WORK ITEM. From the first line to the last, print the material exactly, skipping the pictures.

DATA FOR THIS EXERCISE.
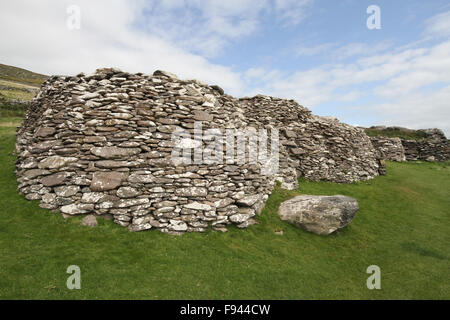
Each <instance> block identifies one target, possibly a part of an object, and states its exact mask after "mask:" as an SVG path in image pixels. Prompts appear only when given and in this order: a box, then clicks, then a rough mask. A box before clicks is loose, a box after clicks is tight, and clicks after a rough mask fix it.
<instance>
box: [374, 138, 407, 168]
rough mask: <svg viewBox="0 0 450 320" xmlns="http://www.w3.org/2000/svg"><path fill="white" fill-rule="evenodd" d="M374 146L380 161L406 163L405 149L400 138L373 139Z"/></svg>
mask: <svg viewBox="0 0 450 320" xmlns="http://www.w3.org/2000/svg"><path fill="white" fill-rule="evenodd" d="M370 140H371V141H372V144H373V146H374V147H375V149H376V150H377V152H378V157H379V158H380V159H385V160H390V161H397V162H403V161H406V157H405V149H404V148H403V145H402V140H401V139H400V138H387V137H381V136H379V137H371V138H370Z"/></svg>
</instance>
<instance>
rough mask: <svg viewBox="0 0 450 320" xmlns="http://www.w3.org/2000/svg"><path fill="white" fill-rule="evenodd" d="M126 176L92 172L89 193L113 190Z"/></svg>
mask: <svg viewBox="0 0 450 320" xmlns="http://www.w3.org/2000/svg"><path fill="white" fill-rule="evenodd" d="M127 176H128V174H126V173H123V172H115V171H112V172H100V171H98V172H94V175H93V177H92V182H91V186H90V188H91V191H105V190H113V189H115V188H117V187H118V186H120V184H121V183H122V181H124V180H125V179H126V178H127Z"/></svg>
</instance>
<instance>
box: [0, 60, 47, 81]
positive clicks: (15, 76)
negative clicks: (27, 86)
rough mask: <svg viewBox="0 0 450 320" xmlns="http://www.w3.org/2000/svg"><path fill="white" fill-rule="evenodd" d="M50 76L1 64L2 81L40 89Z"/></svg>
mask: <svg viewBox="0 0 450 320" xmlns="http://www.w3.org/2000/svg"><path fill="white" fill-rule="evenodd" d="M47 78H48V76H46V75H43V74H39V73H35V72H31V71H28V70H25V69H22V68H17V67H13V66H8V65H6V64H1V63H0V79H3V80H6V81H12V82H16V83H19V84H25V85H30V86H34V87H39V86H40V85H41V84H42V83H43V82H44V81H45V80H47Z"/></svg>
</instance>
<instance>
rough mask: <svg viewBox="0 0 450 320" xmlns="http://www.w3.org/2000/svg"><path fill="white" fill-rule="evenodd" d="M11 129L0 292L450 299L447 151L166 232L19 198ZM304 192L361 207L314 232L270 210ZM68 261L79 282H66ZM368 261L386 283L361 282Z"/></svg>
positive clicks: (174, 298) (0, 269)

RESPONSE BOX.
Each <instance> block identifies one target, possibly a part of an object, and states its exact mask after "mask:" as an SVG path in image pixels. Prompts appear only when given and in this order: a box, then clicks, then a rough mask. A box before clicks is loose, a box after clicks is tight, and clicks after a rough mask fix it.
<instance>
box: [374, 138, 407, 168]
rough mask: <svg viewBox="0 0 450 320" xmlns="http://www.w3.org/2000/svg"><path fill="white" fill-rule="evenodd" d="M374 146L380 161L406 163L405 149L400 138L373 139Z"/></svg>
mask: <svg viewBox="0 0 450 320" xmlns="http://www.w3.org/2000/svg"><path fill="white" fill-rule="evenodd" d="M370 140H371V141H372V144H373V146H374V147H375V149H376V150H377V152H378V157H379V158H380V159H385V160H390V161H397V162H403V161H406V157H405V149H404V148H403V145H402V140H401V139H400V138H387V137H381V136H379V137H371V138H370Z"/></svg>
</instance>
<instance>
rough mask: <svg viewBox="0 0 450 320" xmlns="http://www.w3.org/2000/svg"><path fill="white" fill-rule="evenodd" d="M126 176L92 172L89 193L113 190Z"/></svg>
mask: <svg viewBox="0 0 450 320" xmlns="http://www.w3.org/2000/svg"><path fill="white" fill-rule="evenodd" d="M127 176H128V174H126V173H123V172H115V171H112V172H100V171H98V172H94V175H93V177H92V182H91V186H90V188H91V191H105V190H113V189H115V188H117V187H118V186H120V184H121V183H122V181H124V180H125V179H126V178H127Z"/></svg>
</instance>
<instance>
box: [0, 60, 47, 81]
positive clicks: (15, 76)
negative clicks: (27, 86)
rough mask: <svg viewBox="0 0 450 320" xmlns="http://www.w3.org/2000/svg"><path fill="white" fill-rule="evenodd" d="M50 76L1 64L2 81L40 89Z"/></svg>
mask: <svg viewBox="0 0 450 320" xmlns="http://www.w3.org/2000/svg"><path fill="white" fill-rule="evenodd" d="M47 78H48V76H46V75H43V74H39V73H35V72H31V71H28V70H25V69H22V68H17V67H13V66H8V65H6V64H1V63H0V79H3V80H6V81H12V82H16V83H19V84H25V85H30V86H34V87H39V86H40V85H41V84H42V83H43V82H44V81H45V80H47Z"/></svg>
</instance>
<instance>
rough mask: <svg viewBox="0 0 450 320" xmlns="http://www.w3.org/2000/svg"><path fill="white" fill-rule="evenodd" d="M11 129L0 292L450 299L447 151L166 232L19 198ZM304 192L361 207L314 232L270 210ZM68 261L79 282H66ZM368 261L386 283L361 282Z"/></svg>
positive clicks: (174, 298) (0, 269)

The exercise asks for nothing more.